Selection:
Photos from Turbo & High-Tech Performance Magazine Archives

The Honda drag racing collective was waiting for it to happen. The 11-second quarter-mile had long been breached by FWD Honda fans. That someone would dip into the 10s was only a matter of time. That someone outside of the greater Los Angeles area would do it--the unofficial but undeniable capital of 1990s Honda performance-was hardly expected. On June 1, 1996, all of that changed when Northern Californian and wheel-and-tire-shop owner Dave Shih shook the Honda world, making drag racing history with a 10.87-second pass. Earlier that year Turbo & High-Tech Performance magazine--the scene's sole medium in terms of high-performance Honda-related news--declared Shih's CRX the Silver Bullet. The Newark, California-based shop owner's 136-mph pass at nearby Sacramento Raceway only reinforced his deserving that title. Shih wouldn't be the only Honda racer to post such impressive times, though, and not long after his Silver Bullet faded away into obscurity. A quest to transform the uncannily stock-looking race car into a full-fledged tube-frame racer that, admittedly, had never fully gotten sorted out, didn't help. Following a rebirth that should've led to the first single-digit trip down the quarter-mile for a Honda, regrettably culminated into something that wasn't any faster and was certainly less consistent than what Shih had started with. Perhaps the Honda world just wasn't ready for that sort of thing. (It wasn't until 1999 that Stephan Papadakis and Shaun Carlson built something similar and achieved 9-second glory.) But none of that takes away from Shih's and the Silver Bullet's accomplishments and the fact that there will always be only one Honda that was first in the 10s.

HT: You're best known for making the first 10-second pass in a FWD Honda. Were you expecting to make Honda history?

DS: No. It was a fluke. It just happened. That day, I believe it was our first or second pass. It was just like any other day. We didn't prep any differently than we would have for any other race. We made the pass and then spun out at the end of the track. I had no idea [what happened] until I pulled back in and everyone was jumping up and down. Ever since that day the car would keep spinning out at the end of the track. We had no idea why. We did that [several] times until, when we retired the car and began disassembling everything, we realized that the front crossmember was out of alignment by about an inch and a half. But, yeah, it was just like any other day. Luckily, I didn't get hurt and nobody else got hurt.

HT: Let's start from the beginning. Why Honda?

DS: As a child, I definitely had an interest in cars--more domestics than imports. I had no idea what a Honda Civic was [or] what an Integra was. I had a good friend who I was working with, taking on an apprenticeship manufacturing wire wheels. In 1992 we opened up a wheel shop [that was] strictly retail, just selling wheels and tires. My cousin found out and wanted to order some Eibach springs for a 1992 Honda Accord that he'd just gotten. "What was an Eibach spring?" [I thought]. I honestly had no idea. I got [them] for him and put them on in the parking lot. In a matter of months, all of his buddies started coming by. "Order me some PIAA fog lights," [they said]. I had no idea. I liked lowriders and muscle cars at the time. [They were into RS] Akimoto, DC Sports, Eibach, city lights, side-markers, the big shopping cart wings. That's what triggered everything for me. They were into that stuff, and hanging around those guys every day, eventually they convinced me to open up a shop area. So we rented a detached warehouse, set up shop, and they did the installs.

Excerpted data:

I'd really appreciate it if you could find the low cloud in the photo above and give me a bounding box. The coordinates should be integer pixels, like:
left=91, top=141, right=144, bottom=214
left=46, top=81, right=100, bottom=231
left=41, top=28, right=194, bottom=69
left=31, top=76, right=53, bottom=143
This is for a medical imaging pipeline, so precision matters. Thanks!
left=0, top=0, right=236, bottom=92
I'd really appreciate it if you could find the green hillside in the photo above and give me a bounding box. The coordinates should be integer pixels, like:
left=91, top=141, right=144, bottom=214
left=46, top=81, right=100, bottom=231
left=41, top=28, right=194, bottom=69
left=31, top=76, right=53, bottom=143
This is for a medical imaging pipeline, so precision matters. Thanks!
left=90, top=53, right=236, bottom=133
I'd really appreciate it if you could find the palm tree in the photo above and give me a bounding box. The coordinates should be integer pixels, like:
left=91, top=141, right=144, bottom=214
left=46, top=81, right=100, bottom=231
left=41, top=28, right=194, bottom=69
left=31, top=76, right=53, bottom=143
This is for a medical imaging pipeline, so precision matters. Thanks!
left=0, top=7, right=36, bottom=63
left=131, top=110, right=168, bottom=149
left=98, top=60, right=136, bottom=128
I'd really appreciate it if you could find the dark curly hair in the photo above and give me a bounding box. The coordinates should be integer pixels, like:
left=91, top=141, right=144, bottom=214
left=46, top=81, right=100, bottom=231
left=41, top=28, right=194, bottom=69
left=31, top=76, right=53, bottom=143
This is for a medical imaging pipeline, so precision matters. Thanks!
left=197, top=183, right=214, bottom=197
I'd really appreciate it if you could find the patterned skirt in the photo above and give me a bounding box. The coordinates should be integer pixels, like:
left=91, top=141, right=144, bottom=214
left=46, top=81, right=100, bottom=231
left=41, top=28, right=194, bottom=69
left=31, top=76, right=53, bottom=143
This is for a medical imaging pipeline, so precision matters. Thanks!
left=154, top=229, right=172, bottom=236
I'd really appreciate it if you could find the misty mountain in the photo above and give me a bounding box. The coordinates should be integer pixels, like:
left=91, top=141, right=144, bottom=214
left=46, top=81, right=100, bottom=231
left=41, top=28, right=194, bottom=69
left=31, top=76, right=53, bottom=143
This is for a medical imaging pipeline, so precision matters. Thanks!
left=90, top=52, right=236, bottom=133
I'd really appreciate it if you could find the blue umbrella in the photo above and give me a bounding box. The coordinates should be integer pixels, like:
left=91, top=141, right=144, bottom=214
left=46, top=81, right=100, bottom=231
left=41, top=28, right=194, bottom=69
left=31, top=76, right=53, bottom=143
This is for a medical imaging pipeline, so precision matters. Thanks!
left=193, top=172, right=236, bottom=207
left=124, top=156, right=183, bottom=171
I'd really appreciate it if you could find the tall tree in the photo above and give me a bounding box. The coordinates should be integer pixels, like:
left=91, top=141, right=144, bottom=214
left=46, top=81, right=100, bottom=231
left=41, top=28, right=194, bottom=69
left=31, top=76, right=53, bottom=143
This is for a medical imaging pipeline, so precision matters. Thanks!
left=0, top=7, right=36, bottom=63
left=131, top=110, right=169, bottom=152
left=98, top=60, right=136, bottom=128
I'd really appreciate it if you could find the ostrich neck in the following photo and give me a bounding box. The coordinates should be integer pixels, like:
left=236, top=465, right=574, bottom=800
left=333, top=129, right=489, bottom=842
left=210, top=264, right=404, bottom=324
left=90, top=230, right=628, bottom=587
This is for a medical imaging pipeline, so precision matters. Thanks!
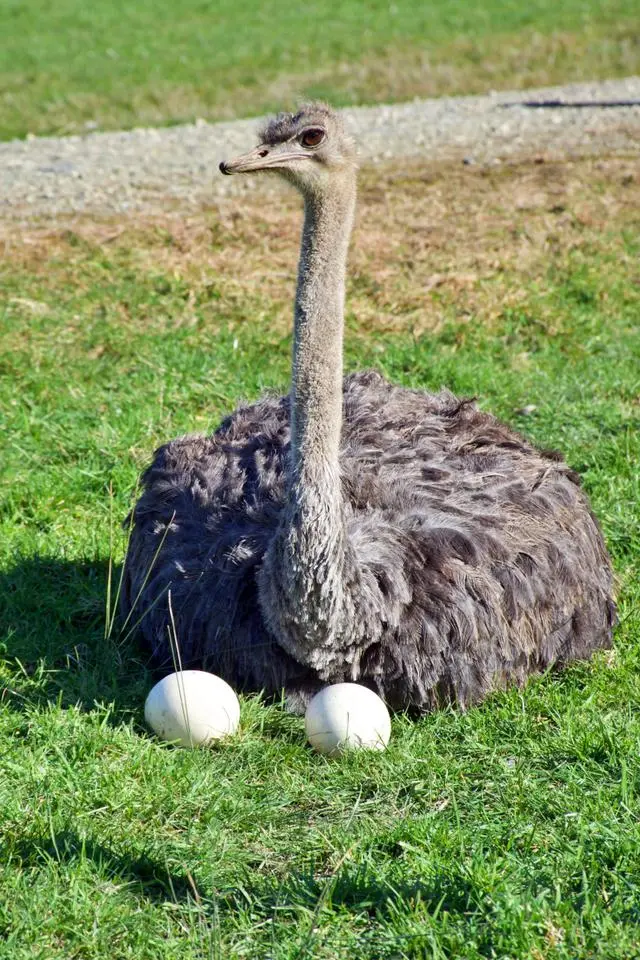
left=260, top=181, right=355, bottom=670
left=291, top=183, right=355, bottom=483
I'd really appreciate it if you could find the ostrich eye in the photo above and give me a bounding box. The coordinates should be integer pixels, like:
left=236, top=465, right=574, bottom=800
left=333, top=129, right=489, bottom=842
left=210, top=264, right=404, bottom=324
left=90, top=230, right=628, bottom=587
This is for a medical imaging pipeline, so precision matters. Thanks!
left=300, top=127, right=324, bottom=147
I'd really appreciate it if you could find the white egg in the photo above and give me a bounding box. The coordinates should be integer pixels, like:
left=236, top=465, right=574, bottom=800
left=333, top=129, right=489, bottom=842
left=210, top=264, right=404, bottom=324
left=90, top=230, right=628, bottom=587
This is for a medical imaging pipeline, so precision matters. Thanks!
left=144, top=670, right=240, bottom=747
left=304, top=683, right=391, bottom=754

...

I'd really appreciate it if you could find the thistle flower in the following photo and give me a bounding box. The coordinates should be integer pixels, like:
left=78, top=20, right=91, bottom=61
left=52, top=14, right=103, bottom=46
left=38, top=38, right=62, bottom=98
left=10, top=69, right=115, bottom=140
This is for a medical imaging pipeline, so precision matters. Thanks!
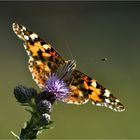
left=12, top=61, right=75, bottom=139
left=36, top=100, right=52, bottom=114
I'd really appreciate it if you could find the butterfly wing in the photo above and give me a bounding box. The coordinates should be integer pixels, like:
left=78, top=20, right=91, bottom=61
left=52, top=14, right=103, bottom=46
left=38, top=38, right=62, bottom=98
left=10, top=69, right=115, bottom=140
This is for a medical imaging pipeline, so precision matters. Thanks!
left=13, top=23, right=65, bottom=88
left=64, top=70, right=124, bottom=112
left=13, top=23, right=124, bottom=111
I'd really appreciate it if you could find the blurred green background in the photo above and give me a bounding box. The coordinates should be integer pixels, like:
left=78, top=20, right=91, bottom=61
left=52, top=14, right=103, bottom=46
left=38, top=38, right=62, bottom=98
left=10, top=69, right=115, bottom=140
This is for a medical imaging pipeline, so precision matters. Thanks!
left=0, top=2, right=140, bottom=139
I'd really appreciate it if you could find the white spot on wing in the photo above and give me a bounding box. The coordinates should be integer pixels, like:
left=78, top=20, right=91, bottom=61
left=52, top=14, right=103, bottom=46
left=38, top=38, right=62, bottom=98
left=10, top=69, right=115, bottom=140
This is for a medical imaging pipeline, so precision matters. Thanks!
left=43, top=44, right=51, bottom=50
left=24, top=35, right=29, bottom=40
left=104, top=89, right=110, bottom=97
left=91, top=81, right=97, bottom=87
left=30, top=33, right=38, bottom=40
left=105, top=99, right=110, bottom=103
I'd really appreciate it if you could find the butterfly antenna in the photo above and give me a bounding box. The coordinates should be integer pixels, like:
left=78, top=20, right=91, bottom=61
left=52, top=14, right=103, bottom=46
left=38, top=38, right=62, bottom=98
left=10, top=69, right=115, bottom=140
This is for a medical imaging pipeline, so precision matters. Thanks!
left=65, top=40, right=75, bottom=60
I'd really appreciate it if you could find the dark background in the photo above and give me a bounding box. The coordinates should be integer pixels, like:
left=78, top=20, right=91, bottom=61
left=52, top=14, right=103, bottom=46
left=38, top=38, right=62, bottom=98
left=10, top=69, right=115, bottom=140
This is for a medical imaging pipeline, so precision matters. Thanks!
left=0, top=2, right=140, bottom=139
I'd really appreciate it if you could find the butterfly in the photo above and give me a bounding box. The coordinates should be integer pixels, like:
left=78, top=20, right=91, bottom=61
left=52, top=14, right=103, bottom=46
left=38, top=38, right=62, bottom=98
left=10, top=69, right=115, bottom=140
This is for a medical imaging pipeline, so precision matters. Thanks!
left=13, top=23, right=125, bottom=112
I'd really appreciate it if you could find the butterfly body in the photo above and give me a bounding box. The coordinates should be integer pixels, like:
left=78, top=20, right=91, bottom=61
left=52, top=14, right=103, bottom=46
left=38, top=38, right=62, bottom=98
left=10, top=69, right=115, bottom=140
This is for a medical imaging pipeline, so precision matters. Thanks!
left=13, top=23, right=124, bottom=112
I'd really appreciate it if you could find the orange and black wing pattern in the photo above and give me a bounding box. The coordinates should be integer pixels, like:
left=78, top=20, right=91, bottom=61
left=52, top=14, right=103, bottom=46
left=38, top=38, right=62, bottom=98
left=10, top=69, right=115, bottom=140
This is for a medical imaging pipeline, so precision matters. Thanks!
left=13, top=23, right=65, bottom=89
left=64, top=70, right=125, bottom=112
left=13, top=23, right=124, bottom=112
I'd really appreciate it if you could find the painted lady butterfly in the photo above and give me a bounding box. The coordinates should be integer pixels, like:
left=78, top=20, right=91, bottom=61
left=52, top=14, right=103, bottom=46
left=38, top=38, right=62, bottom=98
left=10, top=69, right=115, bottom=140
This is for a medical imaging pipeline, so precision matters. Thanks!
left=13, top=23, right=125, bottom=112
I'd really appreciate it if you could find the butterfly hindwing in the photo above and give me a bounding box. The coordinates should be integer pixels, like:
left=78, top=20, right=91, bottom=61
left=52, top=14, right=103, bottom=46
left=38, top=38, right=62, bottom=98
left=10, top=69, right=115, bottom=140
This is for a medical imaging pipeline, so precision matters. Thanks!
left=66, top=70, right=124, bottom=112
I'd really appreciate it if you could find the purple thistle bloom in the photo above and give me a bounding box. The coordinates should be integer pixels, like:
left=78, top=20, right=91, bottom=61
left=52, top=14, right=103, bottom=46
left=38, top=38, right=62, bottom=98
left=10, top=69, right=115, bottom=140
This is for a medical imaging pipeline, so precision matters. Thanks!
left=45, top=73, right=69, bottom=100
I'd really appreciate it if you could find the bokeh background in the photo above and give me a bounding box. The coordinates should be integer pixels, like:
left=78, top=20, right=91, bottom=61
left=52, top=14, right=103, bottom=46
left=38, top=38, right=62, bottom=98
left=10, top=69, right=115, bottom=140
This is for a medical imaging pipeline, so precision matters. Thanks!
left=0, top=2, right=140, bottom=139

---

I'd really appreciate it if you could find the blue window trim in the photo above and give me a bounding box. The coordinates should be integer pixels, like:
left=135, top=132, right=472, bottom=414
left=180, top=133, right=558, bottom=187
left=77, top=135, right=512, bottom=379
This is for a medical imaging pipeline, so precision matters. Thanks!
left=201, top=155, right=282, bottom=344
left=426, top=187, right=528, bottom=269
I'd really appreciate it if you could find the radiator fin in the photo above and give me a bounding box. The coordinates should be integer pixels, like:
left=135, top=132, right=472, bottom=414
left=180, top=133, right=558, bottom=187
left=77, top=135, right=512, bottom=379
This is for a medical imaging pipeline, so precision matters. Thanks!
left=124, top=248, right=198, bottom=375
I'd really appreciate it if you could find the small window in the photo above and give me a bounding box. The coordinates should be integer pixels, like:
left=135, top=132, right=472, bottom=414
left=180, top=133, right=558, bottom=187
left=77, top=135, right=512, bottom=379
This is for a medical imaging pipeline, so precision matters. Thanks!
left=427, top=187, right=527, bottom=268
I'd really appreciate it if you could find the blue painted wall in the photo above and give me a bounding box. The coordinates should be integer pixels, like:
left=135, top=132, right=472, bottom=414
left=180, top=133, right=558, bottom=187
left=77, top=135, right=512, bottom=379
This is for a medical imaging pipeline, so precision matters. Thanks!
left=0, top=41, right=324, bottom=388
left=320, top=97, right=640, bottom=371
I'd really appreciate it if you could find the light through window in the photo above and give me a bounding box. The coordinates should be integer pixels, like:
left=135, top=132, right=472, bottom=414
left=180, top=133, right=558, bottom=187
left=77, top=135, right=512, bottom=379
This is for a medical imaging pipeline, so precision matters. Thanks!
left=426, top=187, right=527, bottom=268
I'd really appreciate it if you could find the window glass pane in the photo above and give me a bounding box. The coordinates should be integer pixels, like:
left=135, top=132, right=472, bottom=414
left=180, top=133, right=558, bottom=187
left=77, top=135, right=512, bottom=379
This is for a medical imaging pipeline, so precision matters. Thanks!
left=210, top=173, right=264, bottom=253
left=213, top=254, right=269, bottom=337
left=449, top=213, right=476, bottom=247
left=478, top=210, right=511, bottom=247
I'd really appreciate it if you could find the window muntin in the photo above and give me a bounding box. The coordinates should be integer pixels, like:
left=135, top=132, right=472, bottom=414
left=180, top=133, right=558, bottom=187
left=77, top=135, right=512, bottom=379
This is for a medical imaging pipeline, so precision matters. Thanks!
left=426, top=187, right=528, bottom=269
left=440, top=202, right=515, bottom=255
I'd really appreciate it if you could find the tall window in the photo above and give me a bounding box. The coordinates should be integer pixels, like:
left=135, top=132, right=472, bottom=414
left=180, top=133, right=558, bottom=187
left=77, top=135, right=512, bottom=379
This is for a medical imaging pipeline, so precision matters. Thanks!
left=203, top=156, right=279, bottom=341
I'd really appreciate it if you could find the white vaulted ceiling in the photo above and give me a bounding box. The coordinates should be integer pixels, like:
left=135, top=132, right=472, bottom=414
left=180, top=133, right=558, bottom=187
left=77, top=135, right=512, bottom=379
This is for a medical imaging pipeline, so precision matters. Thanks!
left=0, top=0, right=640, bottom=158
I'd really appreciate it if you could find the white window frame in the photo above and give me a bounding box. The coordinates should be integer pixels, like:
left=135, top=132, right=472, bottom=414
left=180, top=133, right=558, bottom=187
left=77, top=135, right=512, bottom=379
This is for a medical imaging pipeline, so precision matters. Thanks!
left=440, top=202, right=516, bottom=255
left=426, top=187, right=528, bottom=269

Exercise goal:
Revise the Honda drag racing article between "DS: No. It was" and "beginning. Why Honda?", inclusive, replacing "front crossmember" with "front subframe". The records are separate material and have no connection to the text.

Result:
DS: No. It was a fluke. It just happened. That day, I believe it was our first or second pass. It was just like any other day. We didn't prep any differently than we would have for any other race. We made the pass and then spun out at the end of the track. I had no idea [what happened] until I pulled back in and everyone was jumping up and down. Ever since that day the car would keep spinning out at the end of the track. We had no idea why. We did that [several] times until, when we retired the car and began disassembling everything, we realized that the front subframe was out of alignment by about an inch and a half. But, yeah, it was just like any other day. Luckily, I didn't get hurt and nobody else got hurt.

HT: Let's start from the beginning. Why Honda?